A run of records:
--- Start ---
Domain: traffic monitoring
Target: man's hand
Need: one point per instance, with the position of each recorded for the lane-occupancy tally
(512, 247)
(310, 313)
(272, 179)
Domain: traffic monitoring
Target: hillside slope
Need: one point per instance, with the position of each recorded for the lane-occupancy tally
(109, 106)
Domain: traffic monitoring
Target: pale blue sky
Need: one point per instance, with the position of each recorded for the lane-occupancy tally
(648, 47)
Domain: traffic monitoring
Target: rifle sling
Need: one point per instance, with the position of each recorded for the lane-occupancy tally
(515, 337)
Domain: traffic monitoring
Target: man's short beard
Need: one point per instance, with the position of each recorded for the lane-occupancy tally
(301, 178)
--- End ---
What you need to do:
Quote all of the entries verbatim.

Expected output:
Domain: traffic monitoring
Target: man's hand
Need: one point per instance, with the position of each recorded for the lane-occupancy tally
(512, 247)
(310, 313)
(272, 179)
Domain: traffic monitoring
Target: hillside slope
Need: one point per instance, with the position of each recorded for the lane-occupancy tally
(109, 106)
Domain: traffic monitoring
Target: pale blue sky
Need: one point per instance, with the position of each recorded for the lane-occupancy tally
(648, 47)
Domain: traffic monitoring
Target: rifle sling
Need: one point per instance, with the position of each recorded for the lane-occupancy tally
(515, 337)
Domain: traffic monitoring
Target: man's short beard
Need: one point per instance, with the position of each recorded for the lane-occupancy tally
(301, 178)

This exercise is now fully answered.